- _GIVEN INFORMATION_
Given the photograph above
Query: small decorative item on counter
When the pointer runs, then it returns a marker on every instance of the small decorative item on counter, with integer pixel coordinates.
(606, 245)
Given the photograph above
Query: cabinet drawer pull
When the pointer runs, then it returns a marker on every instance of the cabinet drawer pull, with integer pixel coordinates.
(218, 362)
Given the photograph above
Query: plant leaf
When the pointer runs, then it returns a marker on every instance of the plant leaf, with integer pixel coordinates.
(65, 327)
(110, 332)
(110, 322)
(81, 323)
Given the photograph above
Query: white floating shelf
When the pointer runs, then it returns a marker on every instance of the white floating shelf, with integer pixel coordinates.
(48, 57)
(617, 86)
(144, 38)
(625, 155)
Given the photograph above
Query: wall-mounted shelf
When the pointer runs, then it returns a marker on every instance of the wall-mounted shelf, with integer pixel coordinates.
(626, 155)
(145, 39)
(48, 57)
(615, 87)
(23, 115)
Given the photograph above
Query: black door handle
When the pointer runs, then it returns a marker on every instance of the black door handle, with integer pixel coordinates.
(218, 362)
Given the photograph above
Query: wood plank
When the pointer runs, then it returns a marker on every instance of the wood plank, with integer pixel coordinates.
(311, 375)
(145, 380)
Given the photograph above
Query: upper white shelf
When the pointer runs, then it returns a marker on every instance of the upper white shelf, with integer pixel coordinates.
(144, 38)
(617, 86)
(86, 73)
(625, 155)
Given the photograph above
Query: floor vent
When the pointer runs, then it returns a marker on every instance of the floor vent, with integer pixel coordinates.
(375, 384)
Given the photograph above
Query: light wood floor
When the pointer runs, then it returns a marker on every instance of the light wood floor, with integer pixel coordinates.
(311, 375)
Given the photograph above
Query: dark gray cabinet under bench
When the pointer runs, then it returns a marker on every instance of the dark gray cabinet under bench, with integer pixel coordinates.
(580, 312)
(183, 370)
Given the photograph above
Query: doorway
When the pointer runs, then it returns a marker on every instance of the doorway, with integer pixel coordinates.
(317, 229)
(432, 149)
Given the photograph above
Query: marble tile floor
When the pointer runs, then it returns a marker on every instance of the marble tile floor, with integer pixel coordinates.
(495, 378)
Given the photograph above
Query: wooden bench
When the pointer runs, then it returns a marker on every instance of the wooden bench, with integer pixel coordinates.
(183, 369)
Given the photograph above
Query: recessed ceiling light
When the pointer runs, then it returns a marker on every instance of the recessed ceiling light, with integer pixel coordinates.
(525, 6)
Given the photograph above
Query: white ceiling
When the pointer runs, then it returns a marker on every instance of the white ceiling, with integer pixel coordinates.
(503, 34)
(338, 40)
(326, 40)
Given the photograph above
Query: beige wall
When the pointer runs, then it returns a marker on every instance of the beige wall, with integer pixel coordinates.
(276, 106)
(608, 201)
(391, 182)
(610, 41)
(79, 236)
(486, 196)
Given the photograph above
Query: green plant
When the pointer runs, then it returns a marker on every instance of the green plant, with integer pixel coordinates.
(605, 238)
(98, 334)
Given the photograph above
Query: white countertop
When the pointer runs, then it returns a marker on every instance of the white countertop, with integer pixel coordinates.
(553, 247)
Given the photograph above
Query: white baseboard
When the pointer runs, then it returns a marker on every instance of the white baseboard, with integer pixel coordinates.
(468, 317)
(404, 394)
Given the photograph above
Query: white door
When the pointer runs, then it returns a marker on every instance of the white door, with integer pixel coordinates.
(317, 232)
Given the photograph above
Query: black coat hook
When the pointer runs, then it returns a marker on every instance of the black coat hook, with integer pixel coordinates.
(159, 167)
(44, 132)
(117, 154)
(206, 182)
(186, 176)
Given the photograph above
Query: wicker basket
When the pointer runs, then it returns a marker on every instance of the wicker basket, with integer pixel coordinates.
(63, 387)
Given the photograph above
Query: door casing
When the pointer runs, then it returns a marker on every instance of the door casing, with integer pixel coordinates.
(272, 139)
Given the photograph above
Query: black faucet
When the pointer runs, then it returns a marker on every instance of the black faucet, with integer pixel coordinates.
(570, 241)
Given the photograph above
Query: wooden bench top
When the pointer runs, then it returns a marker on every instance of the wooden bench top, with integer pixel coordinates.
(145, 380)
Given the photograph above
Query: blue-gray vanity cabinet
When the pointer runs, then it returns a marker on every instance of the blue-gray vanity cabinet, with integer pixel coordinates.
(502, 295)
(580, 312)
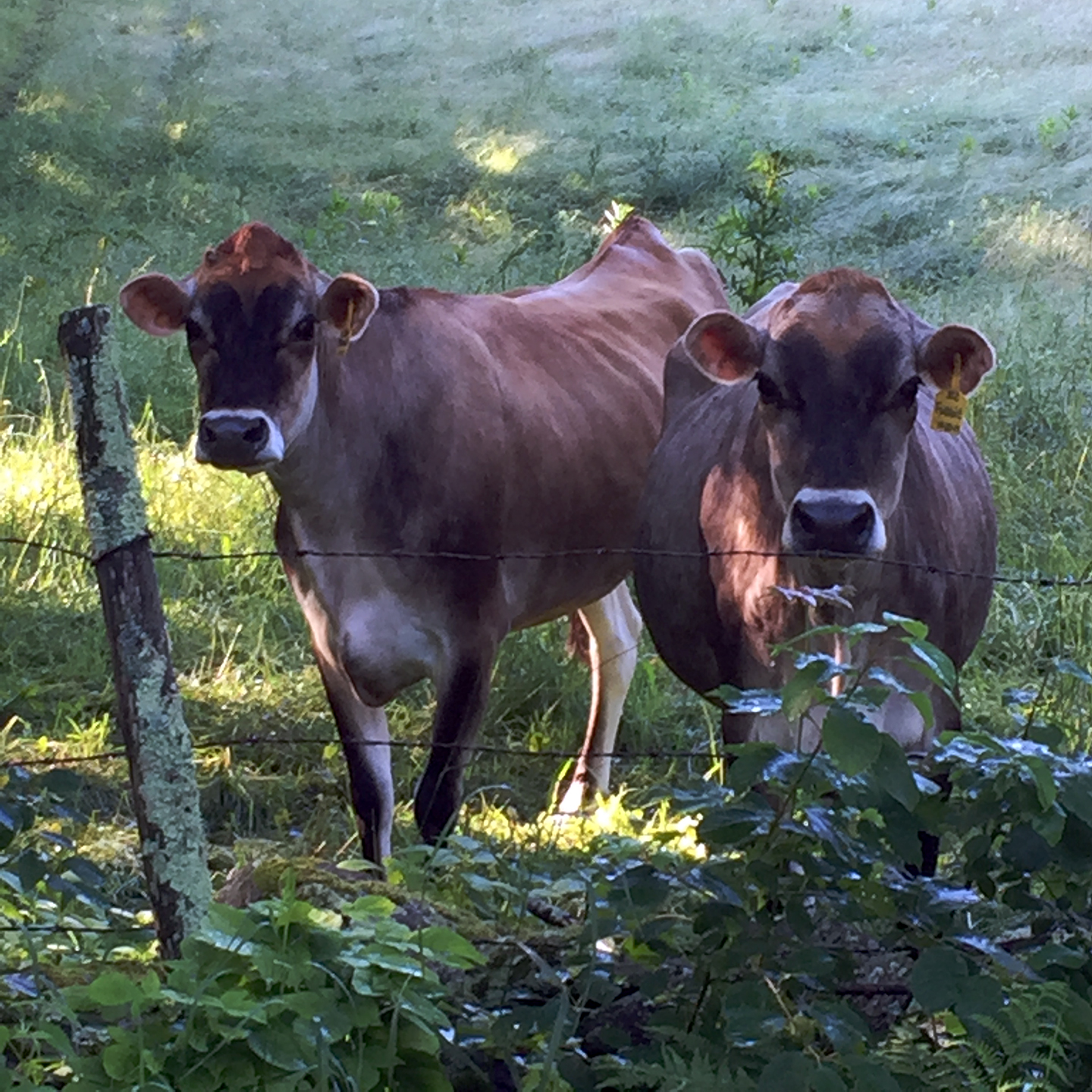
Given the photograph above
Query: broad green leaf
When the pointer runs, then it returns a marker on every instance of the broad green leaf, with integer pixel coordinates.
(801, 692)
(1025, 849)
(869, 1076)
(119, 1059)
(852, 742)
(453, 949)
(1078, 1019)
(938, 977)
(748, 764)
(893, 774)
(791, 1069)
(916, 629)
(980, 996)
(934, 664)
(115, 988)
(1045, 787)
(1077, 796)
(278, 1047)
(422, 1079)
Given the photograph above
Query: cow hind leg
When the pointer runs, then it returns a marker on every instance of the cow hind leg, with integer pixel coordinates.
(461, 697)
(366, 742)
(614, 627)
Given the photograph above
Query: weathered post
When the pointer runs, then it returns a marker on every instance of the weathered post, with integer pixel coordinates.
(150, 711)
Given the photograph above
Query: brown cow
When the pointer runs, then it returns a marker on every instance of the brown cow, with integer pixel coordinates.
(407, 428)
(807, 431)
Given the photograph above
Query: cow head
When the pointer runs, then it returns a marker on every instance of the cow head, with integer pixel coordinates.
(257, 315)
(838, 364)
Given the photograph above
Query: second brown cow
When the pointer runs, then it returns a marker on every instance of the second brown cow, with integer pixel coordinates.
(797, 450)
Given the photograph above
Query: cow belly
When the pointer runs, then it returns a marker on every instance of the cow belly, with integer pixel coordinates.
(898, 717)
(380, 645)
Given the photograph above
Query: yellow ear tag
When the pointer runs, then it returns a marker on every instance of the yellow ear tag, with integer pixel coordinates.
(347, 331)
(950, 407)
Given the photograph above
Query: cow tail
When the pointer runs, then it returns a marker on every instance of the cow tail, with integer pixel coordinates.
(579, 645)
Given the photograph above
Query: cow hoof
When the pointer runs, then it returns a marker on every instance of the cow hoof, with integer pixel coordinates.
(573, 803)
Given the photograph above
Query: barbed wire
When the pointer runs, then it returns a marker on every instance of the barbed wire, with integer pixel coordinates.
(1035, 579)
(554, 754)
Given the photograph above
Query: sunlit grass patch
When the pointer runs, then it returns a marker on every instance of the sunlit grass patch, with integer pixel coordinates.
(1033, 237)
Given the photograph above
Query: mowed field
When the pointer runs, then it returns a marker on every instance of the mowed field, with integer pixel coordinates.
(943, 146)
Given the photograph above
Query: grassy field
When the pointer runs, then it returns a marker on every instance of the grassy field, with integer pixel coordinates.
(943, 144)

- _EXERCISE_
Find every line above that contains the string "upper" and copy each of those lines in full. Case counts.

- _THE RESPONSE_
Query: upper white shelf
When the pointer runs, then it returns a marker on every instance of the upper white shelf, with integer pixel coordinates.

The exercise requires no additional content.